Entries locating objects in images
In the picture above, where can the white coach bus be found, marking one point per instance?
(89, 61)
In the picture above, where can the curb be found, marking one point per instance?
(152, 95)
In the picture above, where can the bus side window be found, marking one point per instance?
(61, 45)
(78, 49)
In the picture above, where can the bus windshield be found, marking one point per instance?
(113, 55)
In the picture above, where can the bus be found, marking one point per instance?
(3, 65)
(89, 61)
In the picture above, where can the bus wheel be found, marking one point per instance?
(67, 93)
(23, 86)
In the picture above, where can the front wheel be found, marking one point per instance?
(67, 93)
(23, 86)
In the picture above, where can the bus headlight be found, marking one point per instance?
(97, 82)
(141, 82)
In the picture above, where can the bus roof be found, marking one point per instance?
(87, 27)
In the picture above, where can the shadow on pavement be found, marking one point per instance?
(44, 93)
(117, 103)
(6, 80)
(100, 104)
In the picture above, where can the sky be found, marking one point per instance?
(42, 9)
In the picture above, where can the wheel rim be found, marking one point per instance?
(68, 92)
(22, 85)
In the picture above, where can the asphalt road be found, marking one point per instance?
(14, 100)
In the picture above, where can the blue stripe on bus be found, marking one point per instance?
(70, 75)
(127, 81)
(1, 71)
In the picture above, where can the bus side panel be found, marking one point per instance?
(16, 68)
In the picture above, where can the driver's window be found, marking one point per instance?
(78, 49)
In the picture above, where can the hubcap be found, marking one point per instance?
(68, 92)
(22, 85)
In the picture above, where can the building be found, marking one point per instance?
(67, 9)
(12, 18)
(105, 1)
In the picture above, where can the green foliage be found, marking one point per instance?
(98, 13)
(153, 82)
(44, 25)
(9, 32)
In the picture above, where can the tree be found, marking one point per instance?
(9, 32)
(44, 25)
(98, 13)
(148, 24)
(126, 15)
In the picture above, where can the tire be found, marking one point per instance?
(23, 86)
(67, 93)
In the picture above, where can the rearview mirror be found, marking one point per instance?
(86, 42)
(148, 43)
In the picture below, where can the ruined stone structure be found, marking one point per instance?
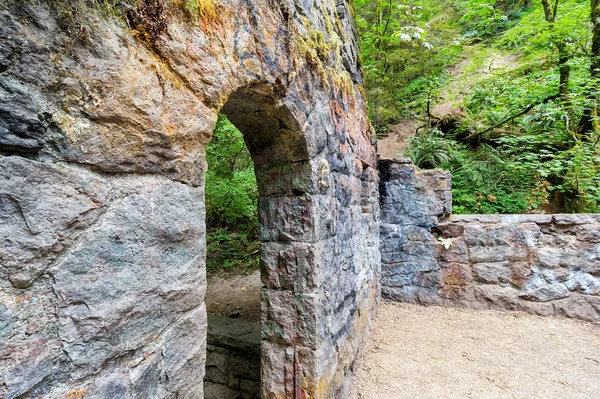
(106, 108)
(541, 264)
(232, 359)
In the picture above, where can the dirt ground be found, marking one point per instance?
(234, 295)
(418, 353)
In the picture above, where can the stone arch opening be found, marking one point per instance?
(278, 149)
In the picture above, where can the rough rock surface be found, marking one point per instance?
(541, 264)
(233, 359)
(105, 112)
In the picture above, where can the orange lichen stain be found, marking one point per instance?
(77, 393)
(454, 282)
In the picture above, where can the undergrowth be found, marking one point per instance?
(514, 145)
(231, 203)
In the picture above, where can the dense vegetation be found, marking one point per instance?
(524, 136)
(231, 198)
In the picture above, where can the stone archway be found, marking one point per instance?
(284, 174)
(101, 185)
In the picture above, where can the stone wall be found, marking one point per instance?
(106, 109)
(542, 264)
(233, 359)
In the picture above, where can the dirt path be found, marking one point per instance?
(419, 353)
(235, 295)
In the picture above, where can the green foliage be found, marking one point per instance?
(232, 252)
(231, 203)
(515, 145)
(231, 190)
(405, 52)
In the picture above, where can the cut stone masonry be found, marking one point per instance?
(541, 264)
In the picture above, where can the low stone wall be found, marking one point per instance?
(541, 264)
(232, 359)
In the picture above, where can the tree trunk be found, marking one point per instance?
(589, 121)
(550, 12)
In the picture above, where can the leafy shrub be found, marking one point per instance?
(231, 190)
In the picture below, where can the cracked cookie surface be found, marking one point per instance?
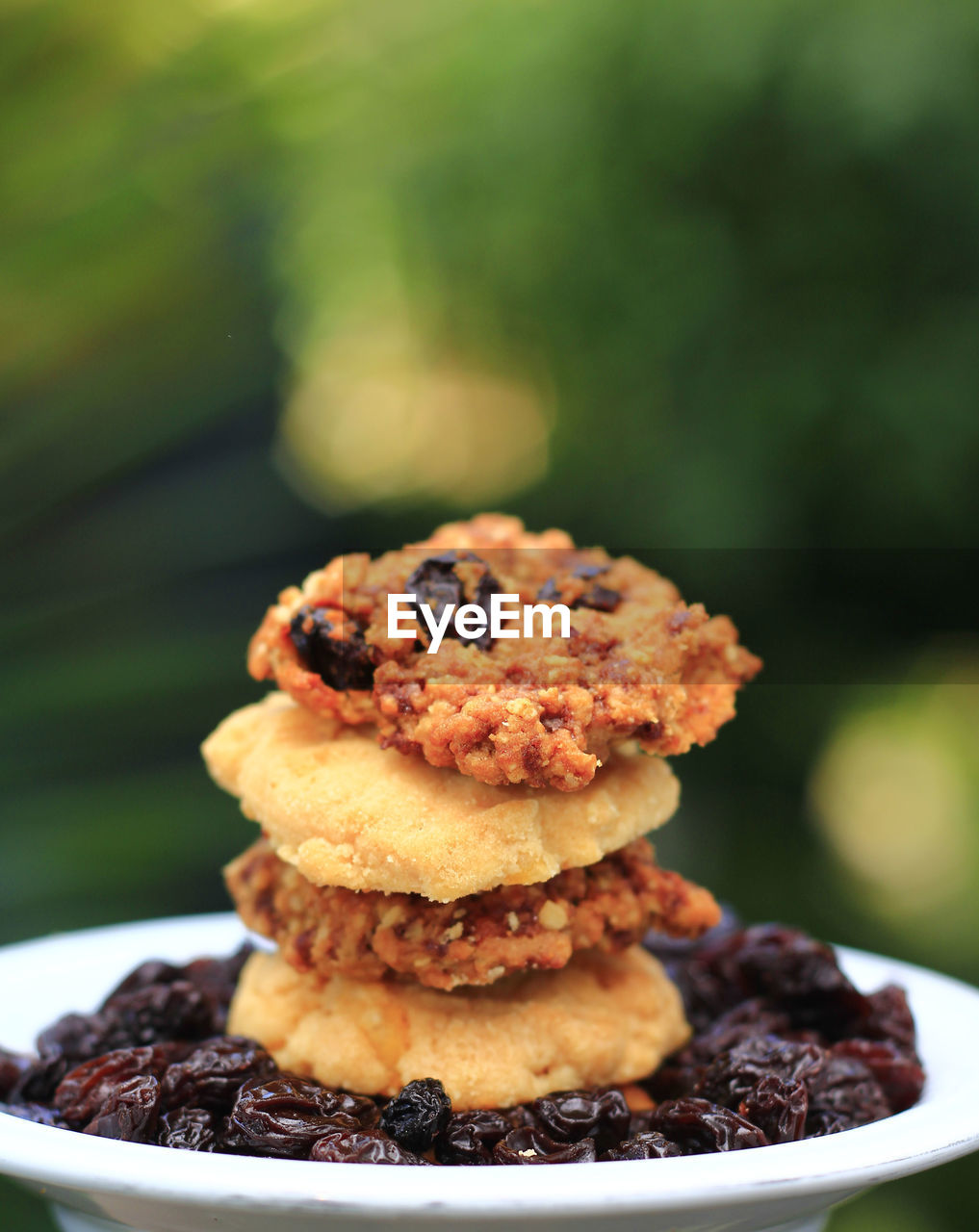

■ Instructions for the task ■
Extract every line of the material above word for word, leaving out the pictures.

■ Task response ■
In the picture above, where can the white coach bus be found, marking one point per instance?
(89, 61)
In the picture above, where can the curb be found, marking one point per instance?
(152, 95)
In the picture above, where can the bus side window be found, marking one point per instance?
(61, 45)
(78, 49)
In the picture above, where can the bus windshield be found, marking one point per instance?
(113, 55)
In the picture above, where can the bus be found, marking one point per instance?
(3, 65)
(89, 61)
In the picture above, where can the bus wheel be found, marking one point per instance?
(67, 93)
(23, 86)
In the picture above, where can the front wheel be found, marking one point per instance?
(67, 93)
(23, 86)
In the picture above, where can the bus headlight be found, marking one point per instance?
(97, 82)
(141, 82)
In the picture above, where can the bus roof be found, marking one point per instance?
(87, 27)
In the picture above, where can the shadow on pavement be found, marking one point per instance?
(44, 93)
(117, 103)
(6, 80)
(100, 104)
In the picture above, where can the sky be found, marking one point per instance?
(42, 9)
In the picture above, where can the wheel rim be found, marking one point per instance?
(68, 92)
(22, 85)
In the picture above, where can the asphalt road be found, marking one point per instance?
(14, 100)
In the picture above, where can the blue stripe on bus be found, marking one point per instance?
(70, 75)
(127, 81)
(1, 71)
In the picture above, where can the bus side panel be found, marking one point per instance?
(16, 68)
In the picture above, where can the driver's window be found, marking one point per instance?
(78, 49)
In the picture above, where can the hubcap be found, marking one point per instance?
(68, 92)
(22, 85)
In the picture above, where can the building be found, marking one point per instance?
(67, 9)
(12, 18)
(105, 1)
In the picture above, where can the green foliage be found, marking one point per instance?
(98, 13)
(153, 82)
(44, 25)
(9, 32)
In the picture above, where can the tree be found, marking one point per instance?
(9, 32)
(44, 25)
(98, 13)
(148, 24)
(126, 15)
In the picture above, where can the tire be found, marking one point per instance?
(23, 86)
(67, 93)
In the picture above, where can the rearview mirror be found, marking one point per instance?
(86, 42)
(148, 43)
In the picture below, where can the ruined stone structure be found, marking one point per instance?
(106, 108)
(541, 264)
(232, 359)
In the picture above, where can the dirt ground be found, marking one point per instance?
(234, 295)
(418, 353)
In the picture above, where can the stone arch opening be found, marking one point per instance?
(278, 149)
In the picture above, where can the rough rock surface be found, marking one point per instance?
(541, 264)
(233, 359)
(105, 112)
In the picture above, where can the orange lichen stain be found, marking one point per instance?
(77, 393)
(454, 282)
In the picture above, where can the undergrowth be found, marking one point per instance?
(514, 145)
(231, 203)
In the picture above, where can the dense vegetation be found, marking one point per instance?
(524, 136)
(231, 198)
In the picture above, where can the stone archway be found, marking one point per instance?
(284, 174)
(101, 185)
In the picture above, where can the stone wall be found, marking one point per instance?
(106, 109)
(542, 264)
(233, 359)
In the picture above, where can the dirt path be found, marking one point per instance?
(419, 353)
(235, 295)
In the picture above, where can the green foliage be found, marking one point per instance?
(232, 252)
(231, 203)
(515, 145)
(231, 190)
(405, 52)
In the picture above, where can the cut stone masonry be found, marking one point per instance?
(541, 264)
In the picture above, where can the low stone wall be found, marking one point per instance?
(541, 264)
(232, 359)
In the picture above, where can the tree trunk be found, marking one point per instance?
(589, 121)
(550, 12)
In the picture above, where can the leafy shrub be found, marking one point per instance?
(231, 190)
In the picture below, where can the cracked cookie surface be found, marking one point per instance?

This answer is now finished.